> [What to produce]:
Copy every line of the data below exactly as it appears, with nothing changed or left out.

--- Start of Working data ---

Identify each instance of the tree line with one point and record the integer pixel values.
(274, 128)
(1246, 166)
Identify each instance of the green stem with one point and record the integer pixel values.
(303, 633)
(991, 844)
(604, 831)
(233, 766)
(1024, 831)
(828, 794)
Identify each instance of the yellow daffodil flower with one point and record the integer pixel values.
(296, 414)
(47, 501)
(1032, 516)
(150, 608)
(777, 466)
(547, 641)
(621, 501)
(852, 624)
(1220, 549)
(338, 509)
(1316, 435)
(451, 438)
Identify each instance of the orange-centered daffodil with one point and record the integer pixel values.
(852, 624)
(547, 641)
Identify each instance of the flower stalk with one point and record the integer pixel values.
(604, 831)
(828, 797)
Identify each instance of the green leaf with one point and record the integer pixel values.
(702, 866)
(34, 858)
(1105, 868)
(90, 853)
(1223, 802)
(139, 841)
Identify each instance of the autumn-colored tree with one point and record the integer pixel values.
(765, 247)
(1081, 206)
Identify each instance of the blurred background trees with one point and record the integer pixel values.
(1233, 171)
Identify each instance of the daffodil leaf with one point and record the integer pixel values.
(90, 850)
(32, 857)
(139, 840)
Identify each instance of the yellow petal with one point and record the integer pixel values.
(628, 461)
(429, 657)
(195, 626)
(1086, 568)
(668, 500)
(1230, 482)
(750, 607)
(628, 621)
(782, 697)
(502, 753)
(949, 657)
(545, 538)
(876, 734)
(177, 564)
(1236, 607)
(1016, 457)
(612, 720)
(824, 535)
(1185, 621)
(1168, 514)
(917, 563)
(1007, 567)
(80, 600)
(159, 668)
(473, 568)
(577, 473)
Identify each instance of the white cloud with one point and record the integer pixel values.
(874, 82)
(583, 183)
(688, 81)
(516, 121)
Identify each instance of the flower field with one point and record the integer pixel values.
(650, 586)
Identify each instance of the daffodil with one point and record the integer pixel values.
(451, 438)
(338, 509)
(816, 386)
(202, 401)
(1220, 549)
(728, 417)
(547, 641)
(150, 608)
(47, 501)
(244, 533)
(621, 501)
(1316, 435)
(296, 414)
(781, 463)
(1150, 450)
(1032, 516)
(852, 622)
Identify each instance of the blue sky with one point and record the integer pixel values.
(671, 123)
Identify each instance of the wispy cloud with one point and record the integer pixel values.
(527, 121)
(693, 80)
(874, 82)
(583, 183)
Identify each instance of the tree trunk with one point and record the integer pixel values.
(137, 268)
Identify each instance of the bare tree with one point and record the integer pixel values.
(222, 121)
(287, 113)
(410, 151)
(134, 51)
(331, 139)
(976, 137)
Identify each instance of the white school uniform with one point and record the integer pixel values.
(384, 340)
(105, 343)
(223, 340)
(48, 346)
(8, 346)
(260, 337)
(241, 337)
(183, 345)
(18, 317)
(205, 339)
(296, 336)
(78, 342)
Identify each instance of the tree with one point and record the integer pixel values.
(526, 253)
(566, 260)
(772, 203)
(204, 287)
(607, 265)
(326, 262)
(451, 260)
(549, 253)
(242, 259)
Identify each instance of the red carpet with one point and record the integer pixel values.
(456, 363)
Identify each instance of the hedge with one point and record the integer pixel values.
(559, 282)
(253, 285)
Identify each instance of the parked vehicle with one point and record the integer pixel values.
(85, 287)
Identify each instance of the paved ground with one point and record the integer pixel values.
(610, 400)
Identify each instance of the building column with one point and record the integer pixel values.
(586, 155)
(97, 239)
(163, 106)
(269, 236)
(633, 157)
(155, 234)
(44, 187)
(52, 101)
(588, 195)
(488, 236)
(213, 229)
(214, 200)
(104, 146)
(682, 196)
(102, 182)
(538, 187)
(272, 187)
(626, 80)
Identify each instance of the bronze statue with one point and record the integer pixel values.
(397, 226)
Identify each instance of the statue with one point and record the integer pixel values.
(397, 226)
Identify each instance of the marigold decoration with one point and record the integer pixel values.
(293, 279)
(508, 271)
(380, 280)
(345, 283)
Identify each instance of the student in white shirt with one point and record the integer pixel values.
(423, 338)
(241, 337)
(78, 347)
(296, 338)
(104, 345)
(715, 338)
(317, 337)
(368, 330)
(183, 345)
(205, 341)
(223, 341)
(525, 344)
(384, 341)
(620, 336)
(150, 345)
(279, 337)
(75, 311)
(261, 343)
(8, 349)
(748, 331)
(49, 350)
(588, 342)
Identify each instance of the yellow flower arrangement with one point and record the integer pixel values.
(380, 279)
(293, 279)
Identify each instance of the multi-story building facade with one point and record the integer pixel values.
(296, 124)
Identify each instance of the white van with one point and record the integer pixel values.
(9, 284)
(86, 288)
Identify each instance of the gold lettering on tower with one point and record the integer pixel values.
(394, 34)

--- End of Working data ---

> [Correct output]:
Identify each instance of the tree line with one point and record the integer pixel values.
(274, 128)
(1246, 166)
Identify each instance of the green stem with one point and record the integer pixel values.
(303, 633)
(991, 844)
(604, 831)
(233, 766)
(1024, 831)
(828, 794)
Identify each instance of the yellow daffodil flower with one point and record the integer pixel values.
(296, 414)
(47, 501)
(1032, 516)
(150, 608)
(777, 466)
(547, 641)
(621, 501)
(852, 624)
(1220, 549)
(338, 509)
(1316, 435)
(451, 438)
Identify each instance of the orange-centered daffodil with one point and record the integer pixel values.
(852, 624)
(547, 641)
Identify each instance of the flower stalk with one point and record the integer pixel values.
(604, 831)
(828, 797)
Identify each instance of the green leaf with one point and record the integer pixel values.
(702, 866)
(34, 858)
(1105, 868)
(90, 853)
(1223, 802)
(139, 841)
Identify each instance of the autumn-colored tree with one point and record the integer pixel values.
(765, 247)
(1081, 206)
Identify each instance of the blurred background trees with one point and record the integer pixel values.
(1233, 171)
Identify each instance of the daffodil leaf with one point and record the integer pixel values.
(90, 850)
(32, 857)
(139, 840)
Identify each instance of the yellow petal with one point and record the integer pixel values.
(628, 461)
(429, 657)
(195, 626)
(1086, 568)
(668, 500)
(1230, 482)
(750, 607)
(628, 621)
(782, 697)
(502, 753)
(949, 657)
(545, 538)
(876, 734)
(177, 564)
(1236, 607)
(1016, 457)
(612, 720)
(824, 535)
(1185, 621)
(1168, 514)
(917, 563)
(1007, 567)
(80, 600)
(159, 668)
(473, 568)
(577, 473)
Identify each instance of the white cloud with one point and record the integer pixel values.
(874, 82)
(583, 183)
(688, 81)
(516, 121)
Identify each instance of the flower field with one point and record the integer pixel values.
(650, 586)
Identify each instance of the daffodil with one point and record the integer pixel values.
(451, 438)
(338, 509)
(816, 386)
(202, 401)
(1220, 549)
(728, 417)
(547, 641)
(150, 608)
(47, 501)
(244, 533)
(621, 501)
(1316, 435)
(296, 414)
(781, 463)
(1150, 450)
(1032, 516)
(852, 622)
Identify each instance of the blue sky with one point and record the integer pixel values.
(671, 123)
Identify each instance of the wispy cloud with one point and record the integer pixel values.
(527, 121)
(693, 80)
(874, 82)
(583, 183)
Identify each instance of the tree trunk with one point and record the integer pixel values.
(137, 268)
Identify each instance of the bare tree with one point and record the integer pixel values.
(222, 121)
(287, 113)
(410, 151)
(134, 51)
(331, 139)
(976, 137)
Identify each instance of the white school uniform with one point and record the integer pixel values.
(384, 340)
(105, 343)
(223, 340)
(48, 346)
(8, 346)
(260, 337)
(241, 337)
(183, 345)
(18, 317)
(205, 339)
(296, 336)
(78, 342)
Identify each instance of the tree with one point and record the integer pixel values.
(526, 253)
(566, 260)
(772, 203)
(204, 287)
(607, 265)
(326, 262)
(451, 260)
(549, 253)
(242, 259)
Identify each instance of the red carpet with one point and record the integer pixel values.
(456, 363)
Identify each instance of the hedge with one point and record the integer pixel values.
(559, 282)
(253, 285)
Identify each instance of the parked vehicle with one point and record the integer pixel values.
(85, 287)
Identify each instance of the paved ground with one point and record the integer pixel values.
(610, 400)
Identify each instance of the building column with one point and record the integer pixel values.
(586, 155)
(97, 239)
(163, 106)
(269, 236)
(633, 157)
(155, 234)
(44, 187)
(52, 101)
(588, 195)
(488, 236)
(213, 229)
(214, 200)
(104, 146)
(682, 196)
(102, 182)
(538, 187)
(272, 187)
(626, 80)
Identify each instance of the bronze statue with one point and record the integer pixel values.
(397, 226)
Identify each instance of the statue with one point and record the integer pixel values.
(397, 226)
Identify each instance of the marigold decoration with one point and record the integer pixel values.
(293, 279)
(508, 271)
(380, 280)
(345, 283)
Identify each instance of the student in white shirt with one point and record the integer pixel values.
(423, 338)
(241, 337)
(78, 347)
(296, 338)
(104, 345)
(715, 338)
(317, 337)
(368, 330)
(183, 345)
(205, 341)
(223, 341)
(525, 344)
(384, 341)
(620, 336)
(150, 345)
(279, 337)
(75, 311)
(261, 343)
(8, 349)
(748, 331)
(49, 350)
(588, 342)
Identify each instance of the yellow flower arrangement with one point and record the integer pixel values.
(380, 279)
(293, 279)
Identify each instance of the multi-story building facade with one point and record the integer pixel values.
(296, 124)
Identify each instance of the white van with one point and record the integer pixel values.
(9, 284)
(86, 288)
Identify each instance of the gold lettering on tower with one point and record the integer pixel values.
(394, 34)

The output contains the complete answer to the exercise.